**Work instruction**. Every entry below is to be copied word for word, with its pictures removed.

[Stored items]
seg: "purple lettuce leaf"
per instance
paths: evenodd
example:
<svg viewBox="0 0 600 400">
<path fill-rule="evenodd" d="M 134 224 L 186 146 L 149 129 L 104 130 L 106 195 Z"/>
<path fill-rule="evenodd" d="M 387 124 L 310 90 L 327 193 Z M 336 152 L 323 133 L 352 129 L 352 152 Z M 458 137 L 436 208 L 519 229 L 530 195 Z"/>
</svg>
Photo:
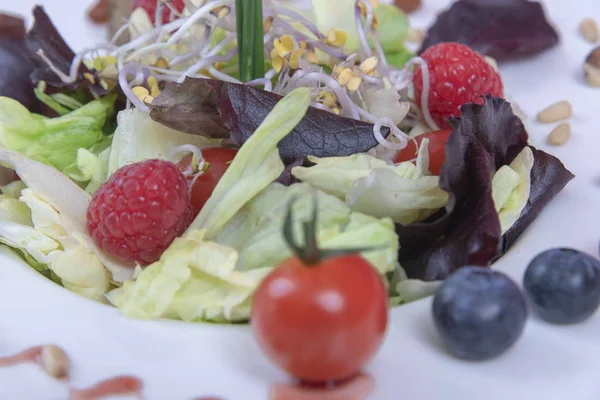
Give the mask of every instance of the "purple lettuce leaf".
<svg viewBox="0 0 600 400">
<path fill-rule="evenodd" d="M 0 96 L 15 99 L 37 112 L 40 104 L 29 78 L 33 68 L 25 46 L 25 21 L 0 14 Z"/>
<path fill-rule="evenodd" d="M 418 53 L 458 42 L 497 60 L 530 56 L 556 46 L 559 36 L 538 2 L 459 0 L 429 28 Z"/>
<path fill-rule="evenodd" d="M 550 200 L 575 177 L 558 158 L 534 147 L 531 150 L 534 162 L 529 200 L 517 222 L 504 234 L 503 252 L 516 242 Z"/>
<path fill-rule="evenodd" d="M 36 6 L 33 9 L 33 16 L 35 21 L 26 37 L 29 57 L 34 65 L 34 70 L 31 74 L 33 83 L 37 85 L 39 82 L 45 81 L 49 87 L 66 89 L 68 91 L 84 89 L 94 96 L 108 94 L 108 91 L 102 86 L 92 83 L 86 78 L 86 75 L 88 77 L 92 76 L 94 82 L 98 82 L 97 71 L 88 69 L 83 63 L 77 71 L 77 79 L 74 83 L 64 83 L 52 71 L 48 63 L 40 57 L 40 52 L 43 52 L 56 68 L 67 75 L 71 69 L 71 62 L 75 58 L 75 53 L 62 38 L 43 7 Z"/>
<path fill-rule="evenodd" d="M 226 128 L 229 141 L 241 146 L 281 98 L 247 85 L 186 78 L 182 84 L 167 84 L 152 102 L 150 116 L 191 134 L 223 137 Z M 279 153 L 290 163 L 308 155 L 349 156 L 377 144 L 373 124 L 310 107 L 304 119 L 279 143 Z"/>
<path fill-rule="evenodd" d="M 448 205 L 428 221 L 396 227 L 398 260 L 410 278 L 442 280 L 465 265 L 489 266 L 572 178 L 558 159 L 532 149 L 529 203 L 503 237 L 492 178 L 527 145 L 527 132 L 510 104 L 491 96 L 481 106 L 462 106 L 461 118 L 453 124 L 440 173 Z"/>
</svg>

**Solution for this task**.
seg: "purple lettuce leaf"
per instance
paths: evenodd
example:
<svg viewBox="0 0 600 400">
<path fill-rule="evenodd" d="M 134 224 L 186 146 L 149 129 L 104 130 L 106 195 Z"/>
<path fill-rule="evenodd" d="M 387 124 L 310 90 L 327 193 Z M 336 152 L 323 133 L 352 129 L 352 152 Z M 458 137 L 436 208 L 519 229 L 530 195 Z"/>
</svg>
Photo:
Give the mask of every instance of the "purple lettuce leaf".
<svg viewBox="0 0 600 400">
<path fill-rule="evenodd" d="M 0 96 L 15 99 L 37 112 L 40 104 L 29 78 L 33 68 L 25 46 L 25 21 L 0 14 Z"/>
<path fill-rule="evenodd" d="M 418 53 L 458 42 L 497 60 L 530 56 L 556 46 L 559 36 L 538 2 L 459 0 L 429 28 Z"/>
<path fill-rule="evenodd" d="M 550 200 L 575 177 L 558 158 L 534 147 L 531 150 L 534 162 L 529 200 L 517 222 L 504 234 L 503 252 L 516 242 Z"/>
<path fill-rule="evenodd" d="M 36 6 L 33 9 L 33 16 L 35 21 L 26 37 L 29 57 L 34 65 L 34 70 L 31 74 L 33 83 L 37 85 L 39 82 L 45 81 L 49 87 L 66 89 L 68 91 L 84 89 L 94 96 L 108 94 L 108 91 L 102 86 L 92 83 L 86 78 L 86 75 L 88 77 L 92 76 L 94 82 L 98 82 L 97 71 L 88 69 L 83 63 L 77 71 L 77 79 L 74 83 L 64 83 L 52 71 L 48 63 L 40 57 L 40 52 L 43 52 L 56 68 L 67 75 L 71 69 L 71 62 L 75 58 L 75 53 L 62 38 L 43 7 Z"/>
<path fill-rule="evenodd" d="M 226 128 L 229 141 L 241 146 L 281 98 L 247 85 L 186 78 L 182 84 L 167 84 L 152 102 L 150 116 L 191 134 L 223 137 Z M 279 153 L 290 163 L 308 155 L 349 156 L 377 144 L 373 124 L 310 107 L 304 119 L 279 143 Z"/>
<path fill-rule="evenodd" d="M 448 205 L 428 221 L 396 227 L 398 260 L 410 278 L 442 280 L 465 265 L 489 266 L 572 178 L 558 159 L 532 149 L 529 203 L 503 237 L 492 178 L 527 145 L 527 132 L 510 104 L 491 96 L 481 106 L 462 106 L 461 118 L 453 124 L 440 173 Z"/>
</svg>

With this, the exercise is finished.